_TEXTE SOURCE_:
Un etiquetage souvent incomplet et imprécis
L’étude a porté sur 2535 références de produits bio avec un étiquetage nutritionnel collectées auprès de 80% de marques nationales, de 16% des marques de distributeurs, et de 4% des marques de hard discount.
Curieusement, il ressort de l’étude que si environ 80% des entreprises bio adhérentes de Synabio mettent déjà un étiquetage nutritionnel sur leurs produits, seulement 50% d’entres elles utilisent un étiquetage qui précise la valeur énergétique, la quantité de protéines, de glucides, de sucres, de lipides, d’acides gras saturés, de fibres alimentaires et de sodium, et seulement 11% positionnent l’étiquette en face avant de l’emballage.
Et l’étude montre aussi que l’étiquetage nutritionnel et qualitatif des produits bio n’est présent que sur l’emballage de seulement 20% des céréales bio, 50% des biscuits et gâteaux, et 80% des produits laitiers ultra-frais .
En outre la comparaison entres les céréales bio et les céréales conventionnelles du petit déjeuner montre clairement dans l’étude que l’étiquetage des céréales conventionnelles est nettement plus précis .

_CONSIGNES_:
(1) D'après le texte sur l'étiquetage des produits bio, quelle part des entreprises bio adhérentes de Synabio place l'étiquette en face avant de l'emballage ?
(2) Recopiez mot pour mot le passage du texte sur l'étiquetage bio, de « Un etiquetage souvent » à « de hard discount. ».
Les lignes n'entrent pas en compte ici.

_BLOC DE DONNÉES_:
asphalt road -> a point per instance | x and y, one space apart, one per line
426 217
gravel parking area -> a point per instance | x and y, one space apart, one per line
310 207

_RÉPONSES COMPLÈTES_:
(1) Seulement 11 %.

(2)
Un etiquetage souvent incomplet et imprécis
L’étude a porté sur 2535 références de produits bio avec un étiquetage nutritionnel collectées auprès de 80% de marques nationales, de 16% des marques de distributeurs, et de 4% des marques de hard discount.